Do this:
Copy the whole listing below word for word, leaving out the pictures.

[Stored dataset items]
START
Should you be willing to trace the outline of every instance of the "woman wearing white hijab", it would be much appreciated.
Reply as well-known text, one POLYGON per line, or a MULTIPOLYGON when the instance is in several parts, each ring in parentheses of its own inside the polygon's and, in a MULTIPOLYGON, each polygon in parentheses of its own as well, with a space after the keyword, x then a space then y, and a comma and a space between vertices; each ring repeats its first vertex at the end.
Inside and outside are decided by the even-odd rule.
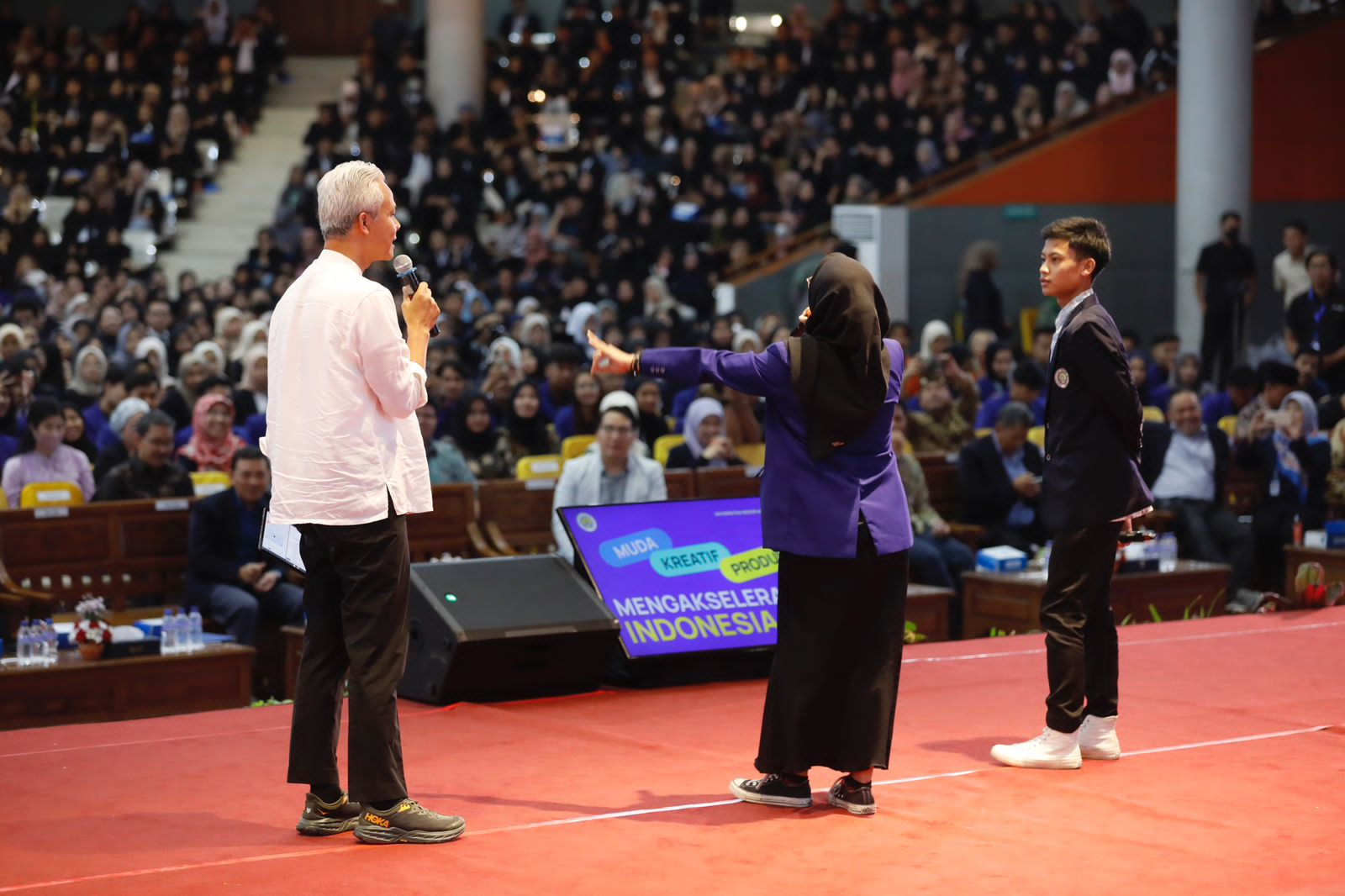
POLYGON ((682 437, 686 441, 668 452, 668 470, 742 465, 724 429, 724 405, 717 398, 697 398, 687 406, 682 437))
POLYGON ((219 343, 206 339, 203 342, 198 342, 192 351, 200 357, 200 359, 210 369, 210 373, 218 377, 225 375, 227 359, 225 358, 225 350, 219 347, 219 343))
POLYGON ((266 413, 266 346, 253 346, 242 358, 242 375, 234 390, 234 418, 238 425, 266 413))
POLYGON ((74 377, 70 391, 75 402, 90 405, 102 397, 102 382, 108 378, 108 355, 97 344, 87 344, 75 354, 74 377))
POLYGON ((243 331, 238 336, 238 342, 234 343, 234 350, 230 352, 231 361, 241 362, 249 351, 257 346, 266 344, 266 322, 265 320, 249 320, 243 324, 243 331))
POLYGON ((1130 50, 1118 47, 1111 51, 1111 65, 1107 67, 1107 85, 1111 96, 1127 97, 1135 93, 1135 57, 1130 50))
POLYGON ((593 348, 588 344, 588 331, 590 322, 597 318, 597 305, 592 301, 581 301, 570 311, 569 320, 565 322, 565 332, 576 344, 584 346, 588 355, 593 357, 593 348))
POLYGON ((942 320, 931 320, 920 331, 920 361, 933 361, 936 355, 948 351, 952 344, 952 330, 942 320))
POLYGON ((215 342, 221 348, 230 351, 243 330, 243 312, 233 305, 225 305, 215 312, 215 342))
POLYGON ((172 377, 168 374, 168 347, 159 336, 144 336, 136 346, 136 361, 149 361, 159 383, 168 386, 172 377))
END
Result for this exercise:
Should you be willing to trace the outline of every instance of the "woman wearing white hijab", it would be much appreciated.
Reply as well-known text, one POLYGON per line, or a MULTIPOLYGON when the instance is in several parts, each ring in parentheses of its own inside the polygon's and, in a MULTIPOLYGON, each polygon in parentheses of its own as well, with a space after the keyword, x then a space then y, and a comma and a space between vertices; each ring repeats its first vertex at the end.
Inside and outside are decided by the even-odd rule.
POLYGON ((682 437, 686 441, 668 452, 668 470, 742 465, 724 429, 724 405, 717 398, 697 398, 687 406, 682 437))
POLYGON ((219 343, 206 339, 203 342, 198 342, 192 351, 200 357, 200 359, 210 369, 210 373, 218 377, 225 375, 227 359, 225 358, 225 350, 219 347, 219 343))
POLYGON ((266 413, 266 346, 253 346, 242 358, 242 375, 234 390, 234 418, 238 425, 266 413))
POLYGON ((74 377, 70 391, 75 402, 90 405, 102 397, 102 382, 108 378, 108 355, 97 344, 87 344, 75 354, 74 377))
POLYGON ((243 331, 238 336, 238 342, 234 343, 234 350, 230 352, 231 361, 241 362, 249 351, 257 346, 266 344, 266 322, 265 320, 249 320, 243 324, 243 331))
POLYGON ((1130 50, 1118 47, 1111 51, 1111 65, 1107 67, 1107 85, 1111 96, 1127 97, 1135 93, 1135 57, 1130 50))
POLYGON ((593 348, 588 344, 588 331, 590 322, 597 318, 597 305, 592 301, 581 301, 570 311, 569 320, 565 322, 565 332, 576 344, 584 346, 588 355, 593 357, 593 348))
POLYGON ((942 320, 931 320, 920 331, 920 361, 933 361, 936 355, 948 351, 952 344, 952 330, 942 320))
POLYGON ((215 342, 221 348, 230 351, 243 330, 243 312, 233 305, 225 305, 215 312, 215 342))
POLYGON ((172 377, 168 374, 168 347, 159 336, 144 336, 136 346, 136 361, 149 361, 159 383, 168 386, 172 377))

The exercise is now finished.